What to work on: Which lines in the entries below contain the word "branch"? Pick out each such line and copy it in full.

The input:
══════════

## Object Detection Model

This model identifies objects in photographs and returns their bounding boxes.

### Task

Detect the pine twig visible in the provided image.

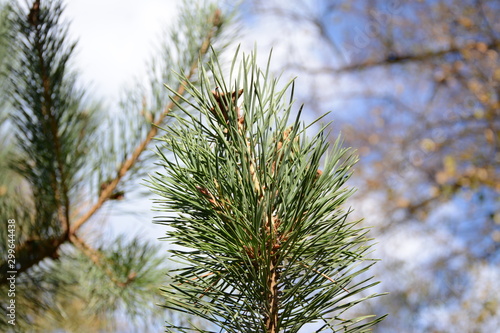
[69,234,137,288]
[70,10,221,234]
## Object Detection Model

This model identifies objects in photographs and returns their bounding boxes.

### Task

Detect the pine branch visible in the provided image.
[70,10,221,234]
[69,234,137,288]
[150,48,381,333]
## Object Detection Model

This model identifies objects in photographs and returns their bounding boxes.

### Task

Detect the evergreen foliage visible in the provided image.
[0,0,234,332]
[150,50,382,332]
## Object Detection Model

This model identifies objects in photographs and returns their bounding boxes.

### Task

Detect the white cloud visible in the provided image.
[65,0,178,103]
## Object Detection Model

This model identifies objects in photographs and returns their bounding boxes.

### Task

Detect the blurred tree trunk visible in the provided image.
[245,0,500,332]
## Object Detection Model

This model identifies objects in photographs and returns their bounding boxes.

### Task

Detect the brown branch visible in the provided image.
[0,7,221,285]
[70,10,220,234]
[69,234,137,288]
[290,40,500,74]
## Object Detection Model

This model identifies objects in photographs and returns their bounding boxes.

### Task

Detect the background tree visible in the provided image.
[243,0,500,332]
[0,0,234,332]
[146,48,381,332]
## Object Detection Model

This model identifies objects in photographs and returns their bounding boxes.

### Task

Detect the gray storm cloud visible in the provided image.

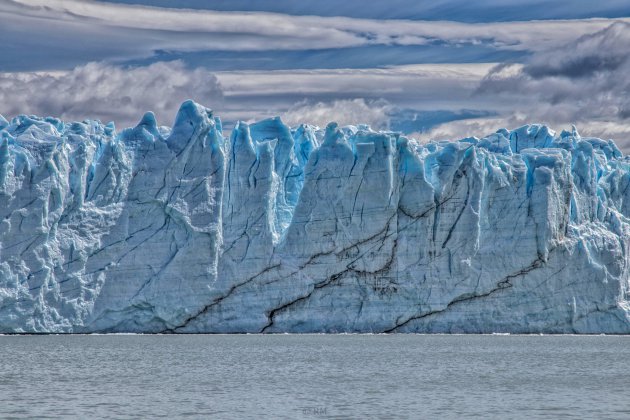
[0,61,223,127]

══════════

Completed task:
Detect the pine branch visible in the provided image.
Detect the brown branch visible in the provided image.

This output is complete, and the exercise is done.